§ Exercise prompt:
Render the records in the stretch from the line containing "In the photo below, where can the bayer" through the line containing "point(363, 255)" as a two-column CSV with the headers input and output. Give one row per record, with its text and its answer each in a single quoted field, line breaks replaced by spaces, and the pictures left out.

[START Entries provided]

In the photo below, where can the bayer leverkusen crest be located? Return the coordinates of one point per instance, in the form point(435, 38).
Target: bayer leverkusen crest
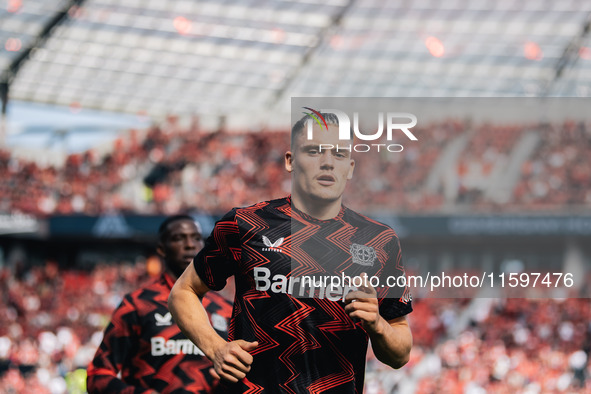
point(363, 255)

[END Entries provided]
[START Entries provided]

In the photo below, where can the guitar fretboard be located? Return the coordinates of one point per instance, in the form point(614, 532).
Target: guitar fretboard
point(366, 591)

[END Entries provided]

§ Exercise answer:
input,output
"In the photo below, where can the bayer leverkusen crest be located? Return the coordinates of one point per instance, in the form point(435, 38). Target: bayer leverkusen crest","point(363, 255)"